━━━ EXTRAIT CHOISI

Disons que la pandémie, évidemment, a accentué ce phénomène, notamment pour la jeunesse, parce que les jeunes, ils partent du domicile en général autour du bac, et puis ils démarrent dans un monde de solitude, mais de solitude de groupe, le groupe des étudiants, le groupe de la Cité U, etc. Sauf que s'ils ne peuvent pas se voir, ils ne construisent pas ces nouveaux réseaux... C'est ce qui s'est passé l'année dernière.
Et donc, vous avez plein de jeunes qui sont partis de chez leurs parents, isolés dans un petit grenier qu'ils avaient loué, un studio pas loin de la fac et là, ils n'avaient plus le droit de sortir et ne connaissaient personne. Ça a été extrêmement violent. Et ce qui est très paradoxal, c'est que plus on a vécu longtemps – puisqu'on a gagné 20 ans d'espérance de vie depuis la guerre – plus on a vécu longtemps, plus on le vit par séquence courte. C'est aussi parce qu'on est protégé.
Avec des groupes de sociabilisation différents, c'est ça ?
Voilà, des amours différents, des groupes de socialisation, des lieux, et la pandémie accélère ça, parce qu'il y a des millions de gens qui se disent : "Mais mon boulot, au fond, ça rime à quoi ?". Vous avez des démissions. Vous avez des millions de gens qui ont déménagé. Vous avez sans doute un million de couples qui ont explosé. Donc la société, on s'est trouvé d'un coup arrêté chez nous, à réfléchir pendant deux mois et en se demandant qu'est-ce que c'était notre vie ?
Ce qui est intéressant, c'est de voir qu'il y a deux grandes demandes dans la société, les gens recherchent du proche. Ils veulent se replier sur le proche familial, les parents, les enfants, parce qu'au fond, c'est ce qu'on a fait depuis deux ans. C'est la zone de sécurité depuis la mise en place premier confinement finalement, et puis le proche géographique, il y a un développement des circuits courts, du télétravail, etc.
Il y a un retour du proche, mais le proche géographique et le proche familial qui, au fond, nous permettent de faire du cocooning. Et on écarte ceux qui sont plus loin. Donc ça augmente aussi la solitude, je dirais, par exemple de cet oncle qu'on invitait tous les ans à Noël, mais au fond, il était un peu casse-pieds mais on l'invitait gentiment, on ne l'a plus invité, donc lui, sa solitude a augmenté.

━━━━━━
━━━ EXTRAITS DE DONNÉES

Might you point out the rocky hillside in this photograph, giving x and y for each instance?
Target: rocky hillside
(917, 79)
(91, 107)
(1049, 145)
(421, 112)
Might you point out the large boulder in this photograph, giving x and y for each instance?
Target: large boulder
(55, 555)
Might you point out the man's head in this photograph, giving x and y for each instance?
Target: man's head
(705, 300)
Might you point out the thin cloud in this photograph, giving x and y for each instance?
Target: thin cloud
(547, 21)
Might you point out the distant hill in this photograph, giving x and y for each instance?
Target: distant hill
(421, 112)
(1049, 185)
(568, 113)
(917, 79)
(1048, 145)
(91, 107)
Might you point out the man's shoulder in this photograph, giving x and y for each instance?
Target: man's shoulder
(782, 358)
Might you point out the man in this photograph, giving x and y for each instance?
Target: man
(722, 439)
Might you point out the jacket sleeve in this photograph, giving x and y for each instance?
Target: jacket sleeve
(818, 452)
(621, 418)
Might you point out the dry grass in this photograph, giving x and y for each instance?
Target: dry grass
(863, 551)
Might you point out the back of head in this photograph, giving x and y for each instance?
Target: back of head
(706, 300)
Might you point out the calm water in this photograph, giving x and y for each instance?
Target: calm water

━━━━━━

▶ **EXPLORER LE DOCUMENT**
A. Recopiez le passage de l'extrait qui s'ouvre sur les mots contenant "Ce qui est intéressant, c'est" et se clôt sur "du télétravail, etc.".
B. Répondez à ces questions d'après l'extrait :
(i) Vers quel moment les jeunes quittent-ils en général le domicile ?
(ii) Combien d'années d'espérance de vie a-t-on gagnées depuis la guerre ?
(iii) Pendant combien de temps s'est-on trouvé arrêté chez soi à réfléchir ?
C. Dans l'extrait, relevez toutes les conséquences de la pandémie introduites par « Vous avez » après la question « Mais mon boulot, au fond, ça rime à quoi ? ».
Les items constituent un matériau distinct de l'extrait.

▶ **RÉPONSES PAR NUMÉRO**
A.
Ce qui est intéressant, c'est de voir qu'il y a deux grandes demandes dans la société, les gens recherchent du proche. Ils veulent se replier sur le proche familial, les parents, les enfants, parce qu'au fond, c'est ce qu'on a fait depuis deux ans. C'est la zone de sécurité depuis la mise en place premier confinement finalement, et puis le proche géographique, il y a un développement des circuits courts, du télétravail, etc.

B.
(i) Autour du bac.
(ii) 20 ans.
(iii) Pendant deux mois.

C.
- Des démissions
- Des millions de gens qui ont déménagé
- Sans doute un million de couples qui ont explosé